Short task
Write out again, word for word, the lines below from the one containing "Locate the tall" through the last line, including both ends.

Saved entries

==========

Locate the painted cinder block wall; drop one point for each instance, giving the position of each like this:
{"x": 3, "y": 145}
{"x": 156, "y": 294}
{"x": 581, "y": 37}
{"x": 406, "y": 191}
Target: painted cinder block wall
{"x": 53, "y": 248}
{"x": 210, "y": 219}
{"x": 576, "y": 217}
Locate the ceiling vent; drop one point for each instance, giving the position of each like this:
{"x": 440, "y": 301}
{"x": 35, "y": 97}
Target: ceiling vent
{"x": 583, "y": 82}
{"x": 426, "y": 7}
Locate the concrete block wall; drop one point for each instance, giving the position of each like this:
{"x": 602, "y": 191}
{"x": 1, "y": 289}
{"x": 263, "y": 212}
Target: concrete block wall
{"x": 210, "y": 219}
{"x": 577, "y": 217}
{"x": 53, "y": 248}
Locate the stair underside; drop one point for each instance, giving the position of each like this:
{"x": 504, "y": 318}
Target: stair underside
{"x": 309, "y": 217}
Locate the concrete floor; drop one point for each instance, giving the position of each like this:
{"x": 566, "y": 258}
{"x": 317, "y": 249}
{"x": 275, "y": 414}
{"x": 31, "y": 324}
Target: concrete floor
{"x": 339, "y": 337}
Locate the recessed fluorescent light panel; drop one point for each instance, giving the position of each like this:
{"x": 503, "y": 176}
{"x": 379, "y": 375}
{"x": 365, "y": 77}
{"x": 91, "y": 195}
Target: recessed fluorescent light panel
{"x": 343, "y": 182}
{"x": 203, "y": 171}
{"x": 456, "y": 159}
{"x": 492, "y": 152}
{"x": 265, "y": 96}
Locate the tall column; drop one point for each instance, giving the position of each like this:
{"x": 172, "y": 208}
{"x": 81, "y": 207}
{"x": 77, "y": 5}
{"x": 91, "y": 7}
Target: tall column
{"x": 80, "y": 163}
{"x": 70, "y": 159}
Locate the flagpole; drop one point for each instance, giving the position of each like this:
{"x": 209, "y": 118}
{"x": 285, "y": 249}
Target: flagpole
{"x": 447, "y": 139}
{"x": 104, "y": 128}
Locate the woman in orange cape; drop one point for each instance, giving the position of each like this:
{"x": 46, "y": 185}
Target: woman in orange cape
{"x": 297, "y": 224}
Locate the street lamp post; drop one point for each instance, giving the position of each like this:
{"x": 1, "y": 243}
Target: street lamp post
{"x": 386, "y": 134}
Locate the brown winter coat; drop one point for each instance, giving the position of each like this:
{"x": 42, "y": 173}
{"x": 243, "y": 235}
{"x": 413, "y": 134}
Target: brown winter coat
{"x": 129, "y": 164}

==========

Answer for the task
Locate the tall column; drop one point for each instance, giving the position of each like this:
{"x": 172, "y": 208}
{"x": 81, "y": 207}
{"x": 77, "y": 5}
{"x": 91, "y": 7}
Target: tall column
{"x": 80, "y": 163}
{"x": 70, "y": 159}
Locate the flagpole; drop one point for each instance, giving the position of each like this:
{"x": 209, "y": 118}
{"x": 285, "y": 249}
Target: flagpole
{"x": 447, "y": 139}
{"x": 104, "y": 128}
Locate the woman in orange cape; drop one point for each instance, giving the position of each like this:
{"x": 46, "y": 185}
Target: woman in orange cape
{"x": 297, "y": 224}
Locate the street lamp post; drop one point for each instance, giving the position of each like this:
{"x": 1, "y": 243}
Target: street lamp post
{"x": 386, "y": 134}
Locate the brown winter coat; drop one point for each instance, giving the position of each like this:
{"x": 42, "y": 173}
{"x": 243, "y": 235}
{"x": 413, "y": 134}
Target: brown winter coat
{"x": 129, "y": 164}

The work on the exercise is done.